Give an exact copy of the lines from the beginning of the listing below to the "positive clicks: (1383, 693)" line, inclusive.

+++++

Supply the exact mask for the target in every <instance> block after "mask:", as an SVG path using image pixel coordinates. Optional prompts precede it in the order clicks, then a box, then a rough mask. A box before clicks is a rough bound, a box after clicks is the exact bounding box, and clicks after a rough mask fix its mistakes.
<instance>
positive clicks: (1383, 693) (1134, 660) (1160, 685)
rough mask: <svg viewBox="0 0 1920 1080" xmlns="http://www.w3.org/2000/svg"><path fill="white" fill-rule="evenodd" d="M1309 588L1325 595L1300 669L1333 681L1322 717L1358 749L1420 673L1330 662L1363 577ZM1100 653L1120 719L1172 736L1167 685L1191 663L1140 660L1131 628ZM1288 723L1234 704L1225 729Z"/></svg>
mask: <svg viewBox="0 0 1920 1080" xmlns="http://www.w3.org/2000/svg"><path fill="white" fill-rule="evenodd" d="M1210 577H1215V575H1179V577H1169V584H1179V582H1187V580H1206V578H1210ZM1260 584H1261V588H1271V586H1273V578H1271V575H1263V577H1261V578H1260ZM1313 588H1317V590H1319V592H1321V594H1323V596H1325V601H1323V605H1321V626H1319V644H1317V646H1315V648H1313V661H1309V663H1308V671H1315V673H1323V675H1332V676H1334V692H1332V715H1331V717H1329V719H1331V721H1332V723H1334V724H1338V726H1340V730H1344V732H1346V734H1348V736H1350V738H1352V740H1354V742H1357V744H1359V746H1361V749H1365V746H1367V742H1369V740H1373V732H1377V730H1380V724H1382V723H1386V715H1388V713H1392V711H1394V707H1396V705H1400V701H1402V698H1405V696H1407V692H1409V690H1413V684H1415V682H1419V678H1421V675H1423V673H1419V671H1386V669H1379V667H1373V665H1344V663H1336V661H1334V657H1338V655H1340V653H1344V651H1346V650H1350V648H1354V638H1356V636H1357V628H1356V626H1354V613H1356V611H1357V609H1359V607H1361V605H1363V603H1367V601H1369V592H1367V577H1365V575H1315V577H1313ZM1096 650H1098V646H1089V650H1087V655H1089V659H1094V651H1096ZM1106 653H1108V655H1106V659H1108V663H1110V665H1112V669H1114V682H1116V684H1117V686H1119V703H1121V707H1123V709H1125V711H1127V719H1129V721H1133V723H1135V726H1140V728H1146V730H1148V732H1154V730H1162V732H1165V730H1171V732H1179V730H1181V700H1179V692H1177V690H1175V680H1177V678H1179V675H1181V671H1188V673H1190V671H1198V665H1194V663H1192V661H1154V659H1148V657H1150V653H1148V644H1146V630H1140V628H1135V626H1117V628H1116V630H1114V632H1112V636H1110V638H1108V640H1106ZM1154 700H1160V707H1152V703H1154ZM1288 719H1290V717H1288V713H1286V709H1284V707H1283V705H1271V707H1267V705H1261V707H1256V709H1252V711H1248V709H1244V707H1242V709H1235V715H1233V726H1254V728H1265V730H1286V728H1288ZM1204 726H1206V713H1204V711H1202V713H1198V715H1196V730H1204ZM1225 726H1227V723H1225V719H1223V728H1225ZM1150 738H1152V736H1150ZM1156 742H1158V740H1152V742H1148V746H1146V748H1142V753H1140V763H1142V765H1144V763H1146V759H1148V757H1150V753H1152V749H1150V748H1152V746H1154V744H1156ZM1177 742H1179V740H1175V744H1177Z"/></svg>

+++++

*Result of this exercise:*
Supply the exact mask for the target in every <instance> block after "mask:", as an SVG path using image pixel coordinates. Optional prompts precede it in the order clicks, then a box, then a rough mask. A box before clicks is a rough bound, a box after clicks is the exact bounding box, and clicks after a rough mask fix its mistakes.
<instance>
positive clicks: (1383, 693) (1134, 660) (1160, 685)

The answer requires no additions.